Однако в самой идее рыночного общества как общества достойного есть некая нестыковка: при демократической форме правления существование политических институтов прежде всего оправдывается тем фактом, что они должны защищать граждан от унижений, источником которых является рыночное общество. Они должны защищать от бедности, бездомности, эксплуатации и унизительных условий труда, обеспечивать образование и здравоохранение тем «суверенным потребителям», кто не в состоянии эти услуги оплачивать. В развитых обществах рыночное общество является скорее проблемой, нежели решением проблемы.
Если анархисты считают, что рыночное общество позволит построить достойное общество, которое не станет жертвовать уровнем жизни своих граждан, то вышеприведенные аргументы демонстрируют, что рыночное общество не в состоянии покончить с институтами принуждения, как не в состоянии оно и обеспечить достойный уровень жизни для всех людей. Эти аргументы нам стоит в дальнейшем не упускать из виду. Впрочем, не следует забывать также и об аргументе анархистов-скептиков, утверждающих, что никакое общество, обладающее перманентными институтами правления, не является достойным.
Стоицизм: унижающего общества не существует
Полярно противоположен анархистскому «стоический» взгляд, состоящий в том, что никакое общество не может дать человеку резонных оснований чувствовать себя униженным. Поскольку никакие внешние причины не могут быть резонным основанием для подобного чувства, то недостойных обществ попросту не существует.
Как мы видели, с точки зрения анархистов, унизительным является любое покушение на автономию индивида и, более того, на его суверенитет. Ключевое понятие из стоического лексикона, ближе всего стоящее к понятию автономии, это «автаркия». Понятие автаркии – умения быть самодостаточным при удовлетворении собственных нужд – касается способности, тогда как автономия предполагает не только способность, но и возможность. Иными словами, для того чтобы быть автаркичным, не требуются какие-то особые внешние условия. Внешние условия суть вопрос (нравственной) удачи, а об автономии человека нельзя судить по вещам, которых он не контролирует. Экстремальные жизненные условия, как правило, контролю со стороны индивида не подлежат, однако автаркии, понимаемой как духовная автономия, можно достичь даже при самых экстремальных внешних условиях, таких, к примеру, как рабство. Рабы могут скрывать свои мысли от хозяина, так что хозяин мыслями рабов распоряжаться не может. Эпиктет, раб, мог, таким образом, обладать не меньшей духовной автономией, чем император Марк Аврелий. А поскольку мысль есть базовая предпосылка человеческого бытия, то и наивысшим выражением автаркии будет не физическая свобода, а автономия мысли.
Таким образом, унижение – это нарушение личностной автаркии, которое случается только тогда, когда человек не автономен в своих мыслях, скажем, когда его захлестывают чувства. Человек не автаркичен в тех случаях, когда его видение мира не позволяет ему различать между тем, что является благом по самой своей сути, и тем, что ценности не имеет или же представляет ценность только в качестве инструмента, при помощи которого можно будет достичь чего-то действительно ценного. К примеру, честь, деньги и даже здоровье не обладают сущностной ценностью, и по отношению к ним следует сохранять спокойствие духа. Это вовсе не означает, что человек должен быть полностью безразличен к собственному здоровью лишь потому, что оно обладает исключительно инструментальной ценностью, однако проявлять беспокойство на сей счет, то есть проявлять чувства без разумных на то оснований, не следует. Стоическая апатия не подразумевает полного отсутствия чувств, но допускает только разумно обоснованные чувства. Люди утрачивают автаркию, когда под влиянием внешних обстоятельств усваивают ошибочные взгляды на то, какие вещи в мире по-настоящему ценны.

━━━━━━

--- ОБЯЗАТЕЛЬНЫЕ ЗАДАНИЯ ---
(A) Назовите всё, от чего должны защищать граждан политические институты, согласно предложению фрагмента о рыночном обществе, которое начинается словами «Они должны защищать».
(B) Перечислите все строки листинга, в которых встречается слово «blue». Регистр букв учитывается.
Фрагмент и листинг взяты из разных источников.

--- МАТЕРИАЛ ---
━━━━━━

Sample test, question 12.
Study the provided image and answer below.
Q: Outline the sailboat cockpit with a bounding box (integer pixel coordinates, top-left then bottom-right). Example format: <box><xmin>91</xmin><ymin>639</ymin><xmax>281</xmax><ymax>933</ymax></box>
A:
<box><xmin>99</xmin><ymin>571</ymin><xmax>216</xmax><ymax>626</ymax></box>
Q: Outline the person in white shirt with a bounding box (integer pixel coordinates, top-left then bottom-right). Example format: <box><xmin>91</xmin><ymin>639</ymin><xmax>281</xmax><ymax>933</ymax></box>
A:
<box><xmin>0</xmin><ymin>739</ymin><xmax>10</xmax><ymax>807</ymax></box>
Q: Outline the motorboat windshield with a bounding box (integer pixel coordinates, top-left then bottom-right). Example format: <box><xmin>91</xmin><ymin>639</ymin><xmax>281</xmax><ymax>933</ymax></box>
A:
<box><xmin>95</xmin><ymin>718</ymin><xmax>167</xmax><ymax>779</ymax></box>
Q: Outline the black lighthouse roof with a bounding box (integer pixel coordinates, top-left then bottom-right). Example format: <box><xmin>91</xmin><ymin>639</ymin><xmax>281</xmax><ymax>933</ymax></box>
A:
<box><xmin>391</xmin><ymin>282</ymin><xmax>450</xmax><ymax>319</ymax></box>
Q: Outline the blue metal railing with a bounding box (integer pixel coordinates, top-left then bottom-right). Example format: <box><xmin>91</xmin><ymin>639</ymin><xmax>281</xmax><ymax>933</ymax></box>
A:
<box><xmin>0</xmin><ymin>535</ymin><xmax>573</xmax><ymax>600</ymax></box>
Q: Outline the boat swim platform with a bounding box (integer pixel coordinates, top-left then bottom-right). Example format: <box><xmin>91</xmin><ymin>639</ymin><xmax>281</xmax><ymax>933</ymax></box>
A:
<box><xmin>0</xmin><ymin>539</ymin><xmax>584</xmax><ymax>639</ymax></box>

━━━━━━

--- ОТВЕТЫ ---
(A) Бедность, бездомность, эксплуатация, унизительные условия труда.

(B)
Q: Outline the blue metal railing with a bounding box (integer pixel coordinates, top-left then bottom-right). Example format: <box><xmin>91</xmin><ymin>639</ymin><xmax>281</xmax><ymax>933</ymax></box>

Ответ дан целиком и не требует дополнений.